───── Records for the task ─────

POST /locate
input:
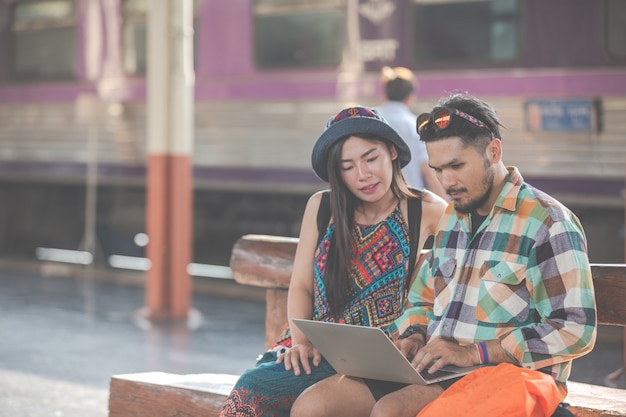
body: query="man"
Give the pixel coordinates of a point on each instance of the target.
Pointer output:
(508, 279)
(399, 89)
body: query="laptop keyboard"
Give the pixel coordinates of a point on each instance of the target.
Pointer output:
(438, 374)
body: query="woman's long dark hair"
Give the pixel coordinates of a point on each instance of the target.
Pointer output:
(342, 207)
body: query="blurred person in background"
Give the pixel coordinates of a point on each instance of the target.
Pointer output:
(399, 85)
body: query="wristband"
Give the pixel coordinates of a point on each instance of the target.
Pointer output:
(482, 352)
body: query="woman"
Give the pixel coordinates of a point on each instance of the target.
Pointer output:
(357, 270)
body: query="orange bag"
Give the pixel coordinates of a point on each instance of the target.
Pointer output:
(504, 390)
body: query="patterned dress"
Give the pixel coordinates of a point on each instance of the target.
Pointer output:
(378, 275)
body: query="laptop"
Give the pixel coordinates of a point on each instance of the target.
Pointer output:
(367, 352)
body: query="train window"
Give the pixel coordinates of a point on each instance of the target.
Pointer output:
(135, 35)
(616, 29)
(43, 39)
(482, 33)
(298, 33)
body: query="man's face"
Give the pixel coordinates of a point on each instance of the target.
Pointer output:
(466, 175)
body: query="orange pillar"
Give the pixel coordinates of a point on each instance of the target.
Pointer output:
(169, 177)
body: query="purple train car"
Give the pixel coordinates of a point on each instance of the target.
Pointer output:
(268, 73)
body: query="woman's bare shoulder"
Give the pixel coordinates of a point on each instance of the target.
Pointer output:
(433, 206)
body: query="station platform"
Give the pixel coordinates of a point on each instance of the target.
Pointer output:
(65, 332)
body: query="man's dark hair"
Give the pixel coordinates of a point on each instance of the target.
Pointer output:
(466, 130)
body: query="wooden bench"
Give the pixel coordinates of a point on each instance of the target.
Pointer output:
(266, 261)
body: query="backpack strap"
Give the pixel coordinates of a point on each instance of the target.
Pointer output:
(323, 216)
(415, 220)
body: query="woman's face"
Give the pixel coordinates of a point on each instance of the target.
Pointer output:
(366, 167)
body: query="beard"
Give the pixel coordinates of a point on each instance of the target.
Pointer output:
(475, 203)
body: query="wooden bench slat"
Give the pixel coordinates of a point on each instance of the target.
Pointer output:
(159, 394)
(263, 261)
(267, 261)
(610, 289)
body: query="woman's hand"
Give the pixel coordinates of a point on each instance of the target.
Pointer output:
(298, 356)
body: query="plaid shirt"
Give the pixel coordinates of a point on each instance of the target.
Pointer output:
(523, 278)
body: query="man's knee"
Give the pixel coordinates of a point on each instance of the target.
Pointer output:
(406, 402)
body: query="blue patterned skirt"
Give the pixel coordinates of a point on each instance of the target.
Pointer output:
(269, 390)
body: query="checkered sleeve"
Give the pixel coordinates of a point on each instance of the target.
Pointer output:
(559, 271)
(417, 316)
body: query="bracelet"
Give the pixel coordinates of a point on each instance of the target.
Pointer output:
(482, 352)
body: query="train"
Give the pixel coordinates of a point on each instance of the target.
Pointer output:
(268, 74)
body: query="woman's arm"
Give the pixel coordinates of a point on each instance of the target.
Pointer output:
(300, 296)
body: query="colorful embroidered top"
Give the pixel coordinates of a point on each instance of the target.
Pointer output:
(523, 278)
(379, 270)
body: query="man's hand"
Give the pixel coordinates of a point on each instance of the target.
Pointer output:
(298, 356)
(409, 346)
(440, 352)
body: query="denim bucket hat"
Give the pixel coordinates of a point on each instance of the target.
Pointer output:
(357, 120)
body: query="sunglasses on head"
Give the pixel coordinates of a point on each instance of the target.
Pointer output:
(441, 119)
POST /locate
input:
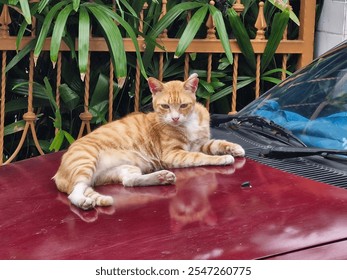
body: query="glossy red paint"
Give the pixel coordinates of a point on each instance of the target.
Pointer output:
(209, 214)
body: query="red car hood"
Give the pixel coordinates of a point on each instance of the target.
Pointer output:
(211, 213)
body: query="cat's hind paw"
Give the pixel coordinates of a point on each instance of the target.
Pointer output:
(84, 203)
(227, 159)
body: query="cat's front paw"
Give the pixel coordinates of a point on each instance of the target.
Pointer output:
(166, 177)
(227, 159)
(235, 150)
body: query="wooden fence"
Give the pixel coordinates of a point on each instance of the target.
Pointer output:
(303, 47)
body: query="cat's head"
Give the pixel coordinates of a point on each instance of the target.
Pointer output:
(174, 101)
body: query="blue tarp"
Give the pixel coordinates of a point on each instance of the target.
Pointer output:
(328, 132)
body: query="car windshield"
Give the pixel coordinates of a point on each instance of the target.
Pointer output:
(312, 103)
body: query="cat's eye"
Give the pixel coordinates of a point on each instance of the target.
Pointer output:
(165, 106)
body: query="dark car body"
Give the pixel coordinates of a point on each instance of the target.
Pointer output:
(285, 200)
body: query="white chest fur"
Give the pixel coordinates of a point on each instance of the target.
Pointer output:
(198, 132)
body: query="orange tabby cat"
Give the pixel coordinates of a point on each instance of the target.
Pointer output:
(137, 149)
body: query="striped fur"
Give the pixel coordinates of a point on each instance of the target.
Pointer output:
(137, 149)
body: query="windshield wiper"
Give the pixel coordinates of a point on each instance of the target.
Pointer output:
(265, 123)
(291, 152)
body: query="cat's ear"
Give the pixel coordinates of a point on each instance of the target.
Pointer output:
(155, 85)
(192, 83)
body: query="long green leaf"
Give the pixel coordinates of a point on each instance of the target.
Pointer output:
(129, 31)
(242, 37)
(58, 32)
(75, 4)
(279, 24)
(283, 7)
(68, 137)
(42, 5)
(24, 4)
(163, 23)
(46, 26)
(115, 42)
(222, 32)
(24, 26)
(226, 91)
(19, 56)
(83, 40)
(20, 34)
(191, 30)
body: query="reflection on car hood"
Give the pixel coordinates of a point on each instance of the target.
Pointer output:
(245, 211)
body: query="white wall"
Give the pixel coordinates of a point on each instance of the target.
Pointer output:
(332, 25)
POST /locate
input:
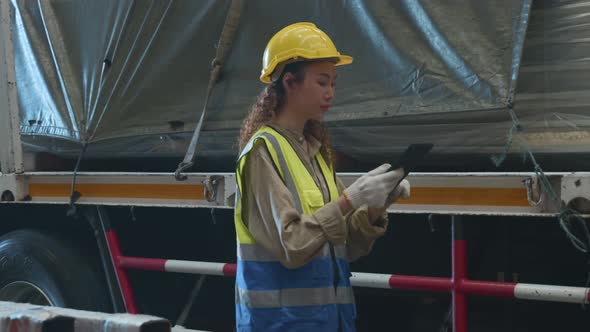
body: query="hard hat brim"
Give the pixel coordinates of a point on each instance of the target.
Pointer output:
(342, 60)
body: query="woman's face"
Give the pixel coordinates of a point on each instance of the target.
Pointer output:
(313, 97)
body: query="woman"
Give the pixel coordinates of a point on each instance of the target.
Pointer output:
(296, 224)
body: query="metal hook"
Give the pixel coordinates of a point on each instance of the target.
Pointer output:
(532, 187)
(183, 166)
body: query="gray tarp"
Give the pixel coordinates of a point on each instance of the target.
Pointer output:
(130, 77)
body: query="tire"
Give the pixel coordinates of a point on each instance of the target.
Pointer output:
(38, 268)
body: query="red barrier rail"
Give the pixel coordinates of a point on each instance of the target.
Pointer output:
(459, 286)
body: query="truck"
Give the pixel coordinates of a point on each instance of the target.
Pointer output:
(118, 138)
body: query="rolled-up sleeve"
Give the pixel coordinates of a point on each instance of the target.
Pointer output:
(361, 233)
(273, 219)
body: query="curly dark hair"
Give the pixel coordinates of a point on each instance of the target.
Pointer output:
(269, 104)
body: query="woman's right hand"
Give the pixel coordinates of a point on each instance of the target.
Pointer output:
(373, 188)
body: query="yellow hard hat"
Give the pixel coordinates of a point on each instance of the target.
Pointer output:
(298, 42)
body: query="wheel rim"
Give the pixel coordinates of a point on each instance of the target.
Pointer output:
(24, 292)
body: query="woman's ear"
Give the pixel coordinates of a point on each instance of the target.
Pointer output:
(288, 80)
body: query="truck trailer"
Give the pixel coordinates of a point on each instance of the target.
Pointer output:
(118, 143)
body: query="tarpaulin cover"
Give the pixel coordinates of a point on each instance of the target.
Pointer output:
(130, 77)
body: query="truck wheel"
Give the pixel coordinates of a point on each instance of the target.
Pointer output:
(38, 268)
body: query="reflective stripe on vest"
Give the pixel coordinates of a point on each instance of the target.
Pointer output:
(262, 281)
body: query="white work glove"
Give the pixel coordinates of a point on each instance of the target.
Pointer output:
(373, 188)
(402, 190)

─────

**Exercise:** After reading through the material, report every line that holds "bench".

**Answer to this exercise:**
body: query="wooden bench"
body: query="wooden bench slat"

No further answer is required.